HUMK.nun 433. maddesi, temyiz süresi tebliğ ile başlayan Sulh, Asliye, Ticaret
ve Tapulama Mahkemeleri kararları ile ilgilidir. Usul hükümleri kamu düzeni
ile ilgili olduğundan geniş yoruma tabi tutulamaz. HUMK.nun 437. maddesinde
olduğu gibi açık bir yollama bulunmadıkça İİK.nun 364. maddesinin geniş
yorumu suretiyle HUMK.nun 433. maddesi uygulanamaz. Temyizin başlangıç ve
süresi konusunda İİK.nun 363. maddesinde açık hüküm varken bu özel kanun
hükmü 364. maddenin geniş yorumu ile genişletilemez.

> _Veri Kayıtları_:

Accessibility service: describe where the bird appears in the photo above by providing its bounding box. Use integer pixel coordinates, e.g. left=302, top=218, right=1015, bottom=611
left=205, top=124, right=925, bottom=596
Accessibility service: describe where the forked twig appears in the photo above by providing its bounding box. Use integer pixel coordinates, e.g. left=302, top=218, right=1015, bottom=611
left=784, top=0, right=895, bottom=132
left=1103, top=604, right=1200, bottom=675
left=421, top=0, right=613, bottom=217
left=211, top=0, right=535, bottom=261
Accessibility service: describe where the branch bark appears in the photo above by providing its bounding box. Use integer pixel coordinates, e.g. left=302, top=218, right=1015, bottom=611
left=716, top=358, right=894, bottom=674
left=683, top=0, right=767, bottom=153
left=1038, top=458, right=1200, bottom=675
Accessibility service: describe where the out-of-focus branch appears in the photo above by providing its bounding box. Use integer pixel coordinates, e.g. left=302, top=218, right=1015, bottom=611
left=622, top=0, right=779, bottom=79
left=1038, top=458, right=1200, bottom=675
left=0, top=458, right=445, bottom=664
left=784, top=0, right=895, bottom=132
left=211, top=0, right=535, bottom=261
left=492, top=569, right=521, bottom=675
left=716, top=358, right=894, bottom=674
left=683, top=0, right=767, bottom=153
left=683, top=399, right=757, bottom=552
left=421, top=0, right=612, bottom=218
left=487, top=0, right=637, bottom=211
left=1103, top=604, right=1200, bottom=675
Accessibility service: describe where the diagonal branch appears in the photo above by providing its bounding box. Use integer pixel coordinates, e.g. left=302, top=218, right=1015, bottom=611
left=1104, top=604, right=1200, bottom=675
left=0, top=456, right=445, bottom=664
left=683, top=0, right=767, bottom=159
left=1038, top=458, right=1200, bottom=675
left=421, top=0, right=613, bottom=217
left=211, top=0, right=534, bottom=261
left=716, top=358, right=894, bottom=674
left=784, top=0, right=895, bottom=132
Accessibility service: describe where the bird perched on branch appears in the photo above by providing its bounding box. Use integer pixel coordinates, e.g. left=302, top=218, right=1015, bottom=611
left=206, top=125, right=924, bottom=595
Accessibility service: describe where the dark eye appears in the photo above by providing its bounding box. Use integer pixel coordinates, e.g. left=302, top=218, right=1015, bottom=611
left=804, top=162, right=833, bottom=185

> _Görev Tanımı_: Temyiz süresine ilişkin hukuk metnini son cümlesinden sonra sürdürün.

> _Sonuç Metni_:
İİK.nun 366/3. maddesindeki "İcra İflas Dairesinin hukuka müteallik kararları
aleyhine 10 gün içinde karar düzeltme yoluna gidilebilir" hükmü karşısında,
HUMK. 440. maddesinin III nolu bendinin bir ve üçüncü fıkralarında yazılı
kısıtlamaların tetkik merci kararları hakkında uygulanamayacağı uygulamada
yerleşmiş ve kökleşmiştir (HGK., 22.2.1989 tarih, 779/53) karar düzeltme
konusunda Usul Hükümlerinin kıyas yada yorum yoluyla genişletilemeyeceği
kuralı benimsenmişken cevapla temyiz konusunda geniş yorumun uygulanması
çelişki teşkil eder.
SONUÇ : Merci kararlarının cevapla temyizinin mümkün olmaması, temyiz
süresinin geçirilmiş bulunması nedeniyle alacaklı Akif vekilinin temyiz
isteminin reddi gerekir. Sayın Çoğunluğun aksine görüşüne ve kararın bu
bölümüne katılmıyoruz.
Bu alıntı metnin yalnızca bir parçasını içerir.